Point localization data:
+ + + +

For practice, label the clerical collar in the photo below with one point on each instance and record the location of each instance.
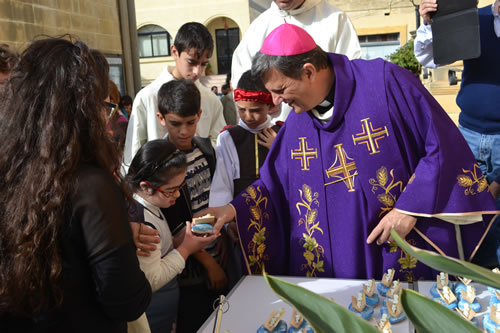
(326, 105)
(304, 7)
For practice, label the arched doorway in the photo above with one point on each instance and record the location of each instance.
(226, 34)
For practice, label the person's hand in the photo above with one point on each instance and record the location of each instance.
(274, 109)
(217, 277)
(145, 238)
(402, 223)
(266, 137)
(193, 243)
(223, 215)
(495, 189)
(426, 8)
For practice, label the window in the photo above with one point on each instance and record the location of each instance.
(154, 41)
(378, 46)
(226, 42)
(116, 72)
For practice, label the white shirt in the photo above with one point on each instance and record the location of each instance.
(143, 126)
(423, 41)
(164, 263)
(330, 28)
(228, 166)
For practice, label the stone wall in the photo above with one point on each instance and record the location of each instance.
(95, 22)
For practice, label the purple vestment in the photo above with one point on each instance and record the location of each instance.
(325, 186)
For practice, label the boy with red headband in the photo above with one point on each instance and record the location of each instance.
(249, 141)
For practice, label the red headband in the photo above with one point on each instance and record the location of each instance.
(253, 96)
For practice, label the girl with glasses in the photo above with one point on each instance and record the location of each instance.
(156, 176)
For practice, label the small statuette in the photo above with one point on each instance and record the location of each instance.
(395, 289)
(441, 282)
(491, 321)
(465, 281)
(387, 279)
(274, 319)
(359, 306)
(386, 282)
(298, 324)
(205, 219)
(461, 285)
(384, 324)
(467, 298)
(274, 323)
(202, 229)
(372, 298)
(466, 312)
(447, 298)
(370, 288)
(394, 309)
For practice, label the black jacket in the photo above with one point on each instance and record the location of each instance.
(103, 286)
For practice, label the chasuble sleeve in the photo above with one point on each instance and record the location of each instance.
(446, 180)
(262, 214)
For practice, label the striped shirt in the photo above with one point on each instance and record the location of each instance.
(198, 179)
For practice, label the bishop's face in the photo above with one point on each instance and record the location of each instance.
(301, 95)
(289, 4)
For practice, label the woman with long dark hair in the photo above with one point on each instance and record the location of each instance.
(67, 259)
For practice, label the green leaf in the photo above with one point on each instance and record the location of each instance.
(323, 314)
(450, 265)
(430, 316)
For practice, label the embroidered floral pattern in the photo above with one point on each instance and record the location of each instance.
(257, 247)
(313, 252)
(473, 184)
(387, 198)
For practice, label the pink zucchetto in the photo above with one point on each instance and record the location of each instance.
(286, 40)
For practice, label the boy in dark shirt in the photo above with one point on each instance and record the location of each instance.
(203, 278)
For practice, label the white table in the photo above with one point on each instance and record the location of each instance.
(252, 301)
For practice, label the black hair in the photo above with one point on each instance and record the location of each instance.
(251, 82)
(125, 100)
(290, 66)
(194, 36)
(8, 58)
(181, 97)
(156, 162)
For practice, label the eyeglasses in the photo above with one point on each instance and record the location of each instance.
(170, 191)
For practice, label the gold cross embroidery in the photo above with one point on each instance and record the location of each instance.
(304, 153)
(343, 169)
(370, 136)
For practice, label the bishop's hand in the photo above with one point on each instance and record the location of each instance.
(426, 8)
(402, 223)
(223, 215)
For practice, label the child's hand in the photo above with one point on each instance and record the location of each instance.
(223, 215)
(217, 277)
(266, 137)
(192, 243)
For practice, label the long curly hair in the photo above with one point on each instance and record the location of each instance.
(51, 121)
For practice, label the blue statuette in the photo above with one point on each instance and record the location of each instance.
(202, 229)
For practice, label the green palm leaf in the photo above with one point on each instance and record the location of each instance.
(450, 265)
(323, 314)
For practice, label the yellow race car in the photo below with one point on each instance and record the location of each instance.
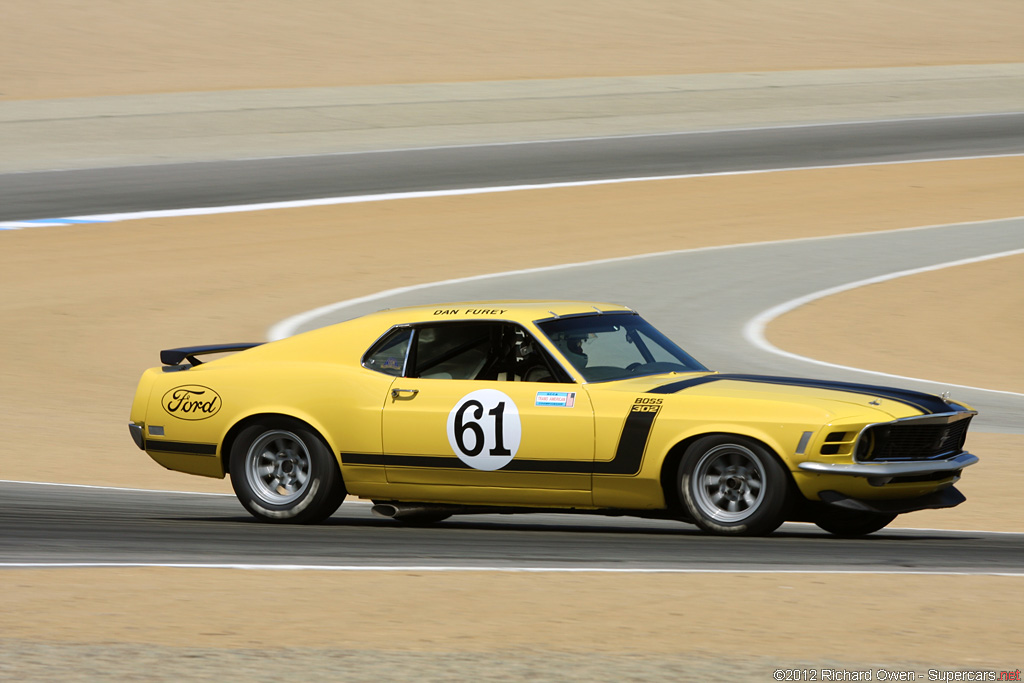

+ + + +

◆ **YOUR INSTRUCTIONS**
Please return only the lines from the one holding "For practice, label the bishop's hand" through the end of the data, both ends included; do not copy any pictures.

◆ **YOUR RESPONSE**
For practice, label the bishop's hand in the photo above with one point on each instance and record the location of each instance.
(426, 8)
(402, 223)
(223, 215)
For practice, label the child's hand in the photo above with one point on each instance and record the location of each instance.
(223, 215)
(217, 277)
(266, 137)
(192, 243)
For practice, label the long curly hair in the photo above with one point on each instance and record the location of each instance.
(51, 121)
For practice, label the blue statuette in the photo above with one point on each instance and record the location of each instance.
(202, 229)
For practice, label the green palm leaf in the photo above with one point on each instance and record the location of each instance.
(450, 265)
(323, 314)
For practice, label the yellow race car in the photo below with one point on each instance and record the location of each instance.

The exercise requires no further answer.